◆ Task to carry out
Skip every line before the one containing "Look at the photo above. For every instance of the handbag", then copy that line and the rest of the entries below exactly, through the last line.

++++++++

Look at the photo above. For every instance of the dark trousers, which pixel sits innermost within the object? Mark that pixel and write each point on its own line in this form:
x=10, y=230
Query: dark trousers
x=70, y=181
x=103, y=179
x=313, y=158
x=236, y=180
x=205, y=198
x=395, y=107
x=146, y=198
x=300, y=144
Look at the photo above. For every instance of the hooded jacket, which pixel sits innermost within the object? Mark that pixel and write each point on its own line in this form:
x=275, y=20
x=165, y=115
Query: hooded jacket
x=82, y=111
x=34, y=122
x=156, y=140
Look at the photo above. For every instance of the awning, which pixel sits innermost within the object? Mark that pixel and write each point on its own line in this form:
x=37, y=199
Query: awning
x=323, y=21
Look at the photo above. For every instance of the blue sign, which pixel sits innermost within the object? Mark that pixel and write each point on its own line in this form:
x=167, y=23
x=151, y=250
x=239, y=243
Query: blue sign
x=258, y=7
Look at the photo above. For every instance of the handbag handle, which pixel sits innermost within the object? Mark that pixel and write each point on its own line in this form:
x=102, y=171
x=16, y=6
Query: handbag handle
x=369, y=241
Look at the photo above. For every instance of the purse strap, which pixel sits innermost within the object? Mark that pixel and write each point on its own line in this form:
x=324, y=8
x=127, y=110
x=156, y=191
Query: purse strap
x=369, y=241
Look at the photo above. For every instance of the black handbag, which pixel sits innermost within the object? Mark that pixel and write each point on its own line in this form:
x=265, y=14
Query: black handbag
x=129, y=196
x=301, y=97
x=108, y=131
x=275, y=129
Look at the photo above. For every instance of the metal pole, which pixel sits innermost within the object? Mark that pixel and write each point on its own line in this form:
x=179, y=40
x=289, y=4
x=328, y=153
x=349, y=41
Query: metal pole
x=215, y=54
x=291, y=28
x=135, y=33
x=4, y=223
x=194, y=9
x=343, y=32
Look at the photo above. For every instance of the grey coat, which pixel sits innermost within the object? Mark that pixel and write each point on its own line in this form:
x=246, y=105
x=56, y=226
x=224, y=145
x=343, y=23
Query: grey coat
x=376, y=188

++++++++

◆ Reply
Look at the photo above. For every instance of the handbag handle, which pixel sits innermost within the object? Mark that pixel and write each point on its own line in this form:
x=102, y=171
x=16, y=6
Query: handbag handle
x=369, y=241
Look at the photo above. For every instance of the purse strap, which pixel sits innermost within the object? Mark that pixel and write each point on its own line in this form:
x=324, y=8
x=127, y=110
x=156, y=191
Query: purse strap
x=369, y=241
Look at the photo above. For every instance of the black handbag, which pixel sits innermost within the object? Mark that pixel and write each point on its own line in this form:
x=265, y=14
Query: black handbag
x=129, y=196
x=301, y=97
x=108, y=131
x=275, y=129
Look at the photo above. For every instance of the metal pole, which pixel sits innermost within the object? Mark that pixel and write each point on its own line in this form:
x=179, y=40
x=289, y=4
x=328, y=153
x=349, y=41
Query: metal pole
x=215, y=54
x=291, y=28
x=135, y=33
x=4, y=223
x=194, y=9
x=343, y=32
Look at the photo above. For every instance of the grey coat, which pixel sits innermost within the object? Mark that pixel and write each point on its own line in this form:
x=246, y=105
x=56, y=226
x=224, y=145
x=343, y=23
Query: grey coat
x=376, y=188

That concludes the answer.